→ **DESCRIPTION OF THE TASK**
Format every line of the listing below as a JSON list of strings, one string per line, leaving out blank lines and the pictures.

***** EXERCISE DATA *****

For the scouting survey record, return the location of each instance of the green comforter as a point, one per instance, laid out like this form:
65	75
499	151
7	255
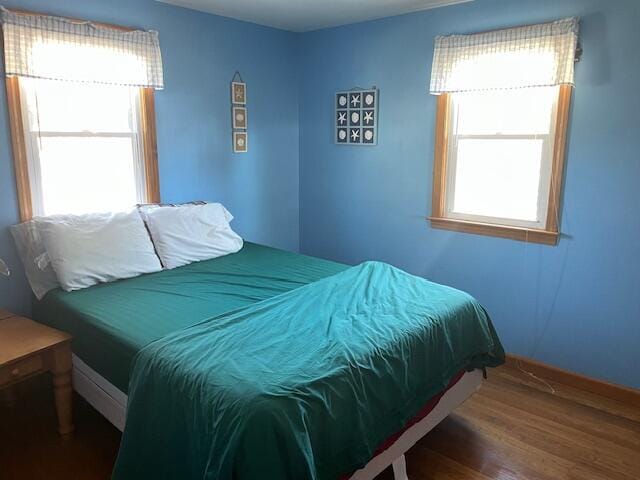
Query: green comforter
304	385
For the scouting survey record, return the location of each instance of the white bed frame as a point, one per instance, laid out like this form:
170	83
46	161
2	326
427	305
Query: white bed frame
112	404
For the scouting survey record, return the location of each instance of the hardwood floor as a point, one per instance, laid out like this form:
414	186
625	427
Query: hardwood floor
514	428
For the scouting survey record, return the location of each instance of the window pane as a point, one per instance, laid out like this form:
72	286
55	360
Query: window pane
523	111
80	175
498	178
76	107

*****

→ **REPLY**
[
  "For the scouting survey record, return the location of each instance of the green comforter as a point, one per instance, laid out like this form:",
  "65\t75",
  "499\t151",
  "7\t255",
  "Query: green comforter",
  "304\t385",
  "For the scouting survey record, return the location of each instance of the white bed frame as a point, one per instance, laid out like this form:",
  "170\t83",
  "46\t161",
  "2\t326",
  "427\t305",
  "Query: white bed frame",
  "112\t404",
  "For the scouting survey record, return the location of each instance of the hardwood floor as a point, one per instance, laid out like this form:",
  "414\t186",
  "625\t427",
  "Query: hardwood floor",
  "514\t428",
  "For the scouting survey record, return the location of each instance of the window pane as a point, one per instance, laid out like this form:",
  "72\t286",
  "55\t360",
  "Query: window pane",
  "523\t111",
  "80\t175",
  "498\t178",
  "76\t107"
]